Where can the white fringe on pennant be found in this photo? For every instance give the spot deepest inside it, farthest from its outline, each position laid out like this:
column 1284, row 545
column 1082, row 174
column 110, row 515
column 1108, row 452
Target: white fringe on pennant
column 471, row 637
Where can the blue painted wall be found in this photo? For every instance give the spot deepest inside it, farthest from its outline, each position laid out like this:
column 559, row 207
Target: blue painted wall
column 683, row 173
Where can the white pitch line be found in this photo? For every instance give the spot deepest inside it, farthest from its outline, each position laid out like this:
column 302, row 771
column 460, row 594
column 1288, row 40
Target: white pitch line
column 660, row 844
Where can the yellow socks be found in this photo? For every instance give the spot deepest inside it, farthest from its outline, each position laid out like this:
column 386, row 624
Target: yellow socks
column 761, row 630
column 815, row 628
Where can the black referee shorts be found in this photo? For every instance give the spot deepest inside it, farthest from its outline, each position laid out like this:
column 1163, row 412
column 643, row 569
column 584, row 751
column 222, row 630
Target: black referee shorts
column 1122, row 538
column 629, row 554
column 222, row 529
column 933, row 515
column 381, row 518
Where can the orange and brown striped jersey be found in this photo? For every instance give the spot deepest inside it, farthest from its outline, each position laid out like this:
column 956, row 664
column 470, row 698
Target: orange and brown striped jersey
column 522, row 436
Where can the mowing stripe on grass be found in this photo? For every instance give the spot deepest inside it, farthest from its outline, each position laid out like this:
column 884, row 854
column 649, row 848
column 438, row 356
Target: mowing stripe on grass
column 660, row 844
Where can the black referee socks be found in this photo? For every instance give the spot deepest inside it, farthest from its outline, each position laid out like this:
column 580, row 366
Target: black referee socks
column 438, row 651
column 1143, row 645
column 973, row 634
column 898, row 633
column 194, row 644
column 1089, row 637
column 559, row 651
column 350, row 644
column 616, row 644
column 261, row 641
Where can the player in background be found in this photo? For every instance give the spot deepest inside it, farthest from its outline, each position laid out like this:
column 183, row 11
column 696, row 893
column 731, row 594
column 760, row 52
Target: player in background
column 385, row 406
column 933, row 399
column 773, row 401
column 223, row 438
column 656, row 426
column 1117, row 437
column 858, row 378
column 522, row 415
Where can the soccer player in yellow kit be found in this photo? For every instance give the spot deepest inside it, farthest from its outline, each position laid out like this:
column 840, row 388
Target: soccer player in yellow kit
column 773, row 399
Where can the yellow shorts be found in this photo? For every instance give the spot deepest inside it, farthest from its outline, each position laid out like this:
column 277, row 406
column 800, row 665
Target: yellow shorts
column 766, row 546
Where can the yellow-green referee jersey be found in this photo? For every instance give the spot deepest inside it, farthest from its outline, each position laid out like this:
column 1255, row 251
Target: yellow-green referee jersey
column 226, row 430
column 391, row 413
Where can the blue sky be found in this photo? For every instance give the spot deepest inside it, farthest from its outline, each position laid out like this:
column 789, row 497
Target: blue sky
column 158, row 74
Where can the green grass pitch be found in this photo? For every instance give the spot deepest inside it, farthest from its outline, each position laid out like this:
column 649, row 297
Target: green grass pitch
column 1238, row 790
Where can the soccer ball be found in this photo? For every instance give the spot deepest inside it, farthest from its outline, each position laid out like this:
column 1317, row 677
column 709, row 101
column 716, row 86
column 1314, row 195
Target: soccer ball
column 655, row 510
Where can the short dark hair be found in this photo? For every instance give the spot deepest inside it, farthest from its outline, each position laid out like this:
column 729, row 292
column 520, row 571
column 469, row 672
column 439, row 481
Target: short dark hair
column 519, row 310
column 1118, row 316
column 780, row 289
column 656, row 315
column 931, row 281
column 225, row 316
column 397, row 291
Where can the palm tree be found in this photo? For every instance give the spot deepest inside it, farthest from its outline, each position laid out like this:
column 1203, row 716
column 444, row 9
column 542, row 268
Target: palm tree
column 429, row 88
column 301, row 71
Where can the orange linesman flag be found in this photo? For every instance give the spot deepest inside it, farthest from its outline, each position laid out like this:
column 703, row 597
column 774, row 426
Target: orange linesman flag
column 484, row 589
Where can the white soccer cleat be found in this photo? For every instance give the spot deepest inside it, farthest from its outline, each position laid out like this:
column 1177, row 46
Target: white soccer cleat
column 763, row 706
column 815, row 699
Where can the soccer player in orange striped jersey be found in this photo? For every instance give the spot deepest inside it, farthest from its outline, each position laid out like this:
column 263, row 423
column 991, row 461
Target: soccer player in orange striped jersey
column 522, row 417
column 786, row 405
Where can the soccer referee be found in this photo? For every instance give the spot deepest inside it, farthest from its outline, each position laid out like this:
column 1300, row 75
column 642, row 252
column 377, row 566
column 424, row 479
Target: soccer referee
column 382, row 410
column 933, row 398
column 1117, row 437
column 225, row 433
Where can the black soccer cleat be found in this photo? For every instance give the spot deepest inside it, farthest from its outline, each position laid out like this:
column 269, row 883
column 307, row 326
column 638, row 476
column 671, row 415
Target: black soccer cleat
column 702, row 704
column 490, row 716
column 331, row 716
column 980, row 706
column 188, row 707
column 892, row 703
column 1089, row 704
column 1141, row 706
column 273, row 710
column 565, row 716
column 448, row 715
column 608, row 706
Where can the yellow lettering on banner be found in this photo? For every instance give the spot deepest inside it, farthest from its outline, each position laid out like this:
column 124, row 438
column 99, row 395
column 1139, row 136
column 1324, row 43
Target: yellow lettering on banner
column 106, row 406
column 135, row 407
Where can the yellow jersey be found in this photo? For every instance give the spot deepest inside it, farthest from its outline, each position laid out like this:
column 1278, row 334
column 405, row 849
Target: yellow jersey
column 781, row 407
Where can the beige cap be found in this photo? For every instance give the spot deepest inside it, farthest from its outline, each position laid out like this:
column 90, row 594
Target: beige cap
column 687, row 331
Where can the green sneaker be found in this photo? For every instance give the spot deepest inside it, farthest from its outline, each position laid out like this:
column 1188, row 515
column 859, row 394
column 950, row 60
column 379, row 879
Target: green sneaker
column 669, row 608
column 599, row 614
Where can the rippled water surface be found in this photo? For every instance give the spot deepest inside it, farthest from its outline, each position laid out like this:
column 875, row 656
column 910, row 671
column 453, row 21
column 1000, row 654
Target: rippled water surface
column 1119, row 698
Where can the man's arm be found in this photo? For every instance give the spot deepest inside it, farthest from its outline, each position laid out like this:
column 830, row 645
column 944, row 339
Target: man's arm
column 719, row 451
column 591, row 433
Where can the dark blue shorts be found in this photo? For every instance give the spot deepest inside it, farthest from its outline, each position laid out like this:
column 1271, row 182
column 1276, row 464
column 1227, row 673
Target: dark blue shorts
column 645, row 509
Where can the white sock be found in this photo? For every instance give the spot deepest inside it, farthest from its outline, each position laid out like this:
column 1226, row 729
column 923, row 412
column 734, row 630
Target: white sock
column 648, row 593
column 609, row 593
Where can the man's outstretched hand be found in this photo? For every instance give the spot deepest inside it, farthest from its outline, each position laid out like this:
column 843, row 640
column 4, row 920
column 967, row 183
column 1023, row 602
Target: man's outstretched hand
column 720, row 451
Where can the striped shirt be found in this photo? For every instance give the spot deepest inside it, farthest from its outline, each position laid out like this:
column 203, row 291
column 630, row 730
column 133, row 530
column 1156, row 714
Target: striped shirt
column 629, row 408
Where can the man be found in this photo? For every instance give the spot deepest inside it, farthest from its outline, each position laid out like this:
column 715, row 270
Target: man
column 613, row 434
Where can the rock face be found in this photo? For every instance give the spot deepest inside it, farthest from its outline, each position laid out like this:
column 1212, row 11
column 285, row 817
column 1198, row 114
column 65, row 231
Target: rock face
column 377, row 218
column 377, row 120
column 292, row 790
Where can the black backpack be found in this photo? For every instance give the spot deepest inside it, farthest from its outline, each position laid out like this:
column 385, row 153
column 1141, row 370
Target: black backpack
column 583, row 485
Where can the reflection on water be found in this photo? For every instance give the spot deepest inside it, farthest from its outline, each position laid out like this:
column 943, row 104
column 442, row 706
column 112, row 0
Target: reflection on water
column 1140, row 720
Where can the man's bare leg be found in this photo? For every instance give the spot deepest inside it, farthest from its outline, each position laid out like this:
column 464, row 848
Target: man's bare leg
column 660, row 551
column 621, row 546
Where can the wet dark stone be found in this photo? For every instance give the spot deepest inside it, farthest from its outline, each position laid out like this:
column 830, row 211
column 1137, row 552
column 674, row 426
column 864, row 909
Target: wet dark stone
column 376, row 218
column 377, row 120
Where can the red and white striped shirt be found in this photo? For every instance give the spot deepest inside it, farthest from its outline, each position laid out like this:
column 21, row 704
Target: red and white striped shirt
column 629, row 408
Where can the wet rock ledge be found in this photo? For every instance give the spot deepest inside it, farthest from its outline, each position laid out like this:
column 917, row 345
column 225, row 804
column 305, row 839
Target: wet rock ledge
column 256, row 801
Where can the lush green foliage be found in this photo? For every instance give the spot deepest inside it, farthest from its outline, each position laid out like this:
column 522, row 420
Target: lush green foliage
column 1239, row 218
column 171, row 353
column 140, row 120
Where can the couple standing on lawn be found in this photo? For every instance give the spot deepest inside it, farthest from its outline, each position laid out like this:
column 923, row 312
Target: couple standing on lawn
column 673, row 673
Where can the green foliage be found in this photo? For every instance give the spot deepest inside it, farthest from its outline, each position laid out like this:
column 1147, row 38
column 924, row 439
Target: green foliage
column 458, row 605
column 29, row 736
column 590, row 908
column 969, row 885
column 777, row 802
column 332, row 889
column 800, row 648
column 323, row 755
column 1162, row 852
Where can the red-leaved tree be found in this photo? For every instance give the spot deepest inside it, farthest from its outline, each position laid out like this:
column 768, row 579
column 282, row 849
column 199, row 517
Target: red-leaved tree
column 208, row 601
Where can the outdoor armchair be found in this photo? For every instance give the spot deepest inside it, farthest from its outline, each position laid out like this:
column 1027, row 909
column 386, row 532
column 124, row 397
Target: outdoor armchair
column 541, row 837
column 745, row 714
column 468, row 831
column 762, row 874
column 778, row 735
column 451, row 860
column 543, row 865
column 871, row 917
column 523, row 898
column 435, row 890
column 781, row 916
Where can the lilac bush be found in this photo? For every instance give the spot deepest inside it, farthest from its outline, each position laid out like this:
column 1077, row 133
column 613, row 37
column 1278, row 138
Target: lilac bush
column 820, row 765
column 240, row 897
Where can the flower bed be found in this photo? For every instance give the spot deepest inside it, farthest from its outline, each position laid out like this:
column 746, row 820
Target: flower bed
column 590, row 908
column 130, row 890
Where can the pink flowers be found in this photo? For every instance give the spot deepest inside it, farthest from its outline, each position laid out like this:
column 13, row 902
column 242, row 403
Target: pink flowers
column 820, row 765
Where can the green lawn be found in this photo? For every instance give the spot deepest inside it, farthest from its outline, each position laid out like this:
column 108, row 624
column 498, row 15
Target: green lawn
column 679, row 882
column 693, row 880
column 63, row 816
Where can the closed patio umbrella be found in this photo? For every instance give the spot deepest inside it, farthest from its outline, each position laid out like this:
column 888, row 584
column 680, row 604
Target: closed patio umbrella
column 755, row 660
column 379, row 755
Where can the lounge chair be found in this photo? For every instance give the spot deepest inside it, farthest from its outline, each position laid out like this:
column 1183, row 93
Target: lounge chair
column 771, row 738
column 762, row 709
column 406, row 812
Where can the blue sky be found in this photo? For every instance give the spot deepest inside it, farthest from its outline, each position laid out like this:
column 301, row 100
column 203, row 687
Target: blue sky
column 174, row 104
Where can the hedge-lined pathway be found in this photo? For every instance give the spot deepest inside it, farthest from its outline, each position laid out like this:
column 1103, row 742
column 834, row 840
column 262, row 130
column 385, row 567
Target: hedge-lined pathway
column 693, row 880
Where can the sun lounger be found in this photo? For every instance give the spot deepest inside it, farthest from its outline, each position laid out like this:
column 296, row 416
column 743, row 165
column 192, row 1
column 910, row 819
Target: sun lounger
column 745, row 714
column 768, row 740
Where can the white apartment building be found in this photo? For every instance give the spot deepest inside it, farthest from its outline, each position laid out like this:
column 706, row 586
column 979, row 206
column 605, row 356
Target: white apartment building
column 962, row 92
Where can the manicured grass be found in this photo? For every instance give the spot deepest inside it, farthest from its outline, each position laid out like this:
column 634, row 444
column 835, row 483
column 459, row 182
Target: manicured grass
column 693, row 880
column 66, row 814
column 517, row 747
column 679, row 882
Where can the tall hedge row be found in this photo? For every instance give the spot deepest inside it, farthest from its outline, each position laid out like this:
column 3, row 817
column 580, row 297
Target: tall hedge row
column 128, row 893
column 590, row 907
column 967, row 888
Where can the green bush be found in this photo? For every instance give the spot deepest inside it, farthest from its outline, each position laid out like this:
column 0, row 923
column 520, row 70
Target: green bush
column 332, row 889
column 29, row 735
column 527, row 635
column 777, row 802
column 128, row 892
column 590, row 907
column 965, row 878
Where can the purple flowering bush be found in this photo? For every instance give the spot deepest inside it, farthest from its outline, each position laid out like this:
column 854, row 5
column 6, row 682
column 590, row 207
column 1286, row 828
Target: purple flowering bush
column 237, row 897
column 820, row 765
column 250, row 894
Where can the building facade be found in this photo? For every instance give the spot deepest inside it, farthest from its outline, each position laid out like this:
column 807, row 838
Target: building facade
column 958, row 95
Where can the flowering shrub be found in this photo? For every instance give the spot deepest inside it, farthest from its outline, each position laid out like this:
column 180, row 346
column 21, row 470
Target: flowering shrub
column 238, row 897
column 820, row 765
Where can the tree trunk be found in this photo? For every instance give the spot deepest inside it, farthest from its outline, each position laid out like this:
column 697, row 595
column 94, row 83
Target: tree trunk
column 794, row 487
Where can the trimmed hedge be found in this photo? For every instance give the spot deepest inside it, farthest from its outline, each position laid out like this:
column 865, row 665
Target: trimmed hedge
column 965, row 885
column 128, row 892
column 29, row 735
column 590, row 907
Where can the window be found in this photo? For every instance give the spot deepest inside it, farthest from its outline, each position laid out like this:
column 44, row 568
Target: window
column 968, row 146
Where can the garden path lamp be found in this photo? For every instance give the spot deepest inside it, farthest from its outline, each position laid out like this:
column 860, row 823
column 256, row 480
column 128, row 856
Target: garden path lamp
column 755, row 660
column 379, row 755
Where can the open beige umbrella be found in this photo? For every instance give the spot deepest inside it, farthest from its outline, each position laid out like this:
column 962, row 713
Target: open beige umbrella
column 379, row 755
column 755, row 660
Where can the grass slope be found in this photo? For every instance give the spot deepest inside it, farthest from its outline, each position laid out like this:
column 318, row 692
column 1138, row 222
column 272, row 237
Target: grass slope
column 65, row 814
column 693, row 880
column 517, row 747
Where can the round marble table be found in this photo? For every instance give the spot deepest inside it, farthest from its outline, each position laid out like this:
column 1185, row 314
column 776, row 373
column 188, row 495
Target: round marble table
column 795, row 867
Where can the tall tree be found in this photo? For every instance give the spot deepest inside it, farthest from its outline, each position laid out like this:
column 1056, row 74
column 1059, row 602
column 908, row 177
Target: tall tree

::::

* [Directions for this task] Rewrite the lines from the start of the items through the line containing "column 683, row 173" as a JSON list of strings, one string per line, leaving out blank lines.

* [Output below]
[
  "Where can the white fringe on pennant be found in this photo? For every instance give the spot deepest inside it, farthest from its outline, each position laid out like this:",
  "column 1284, row 545",
  "column 1082, row 174",
  "column 110, row 515",
  "column 1108, row 452",
  "Target: white fringe on pennant",
  "column 471, row 637",
  "Where can the blue painted wall be found in this photo? For every instance give the spot deepest inside it, farthest from its outline, each position laid out like this:",
  "column 559, row 207",
  "Target: blue painted wall",
  "column 683, row 173"
]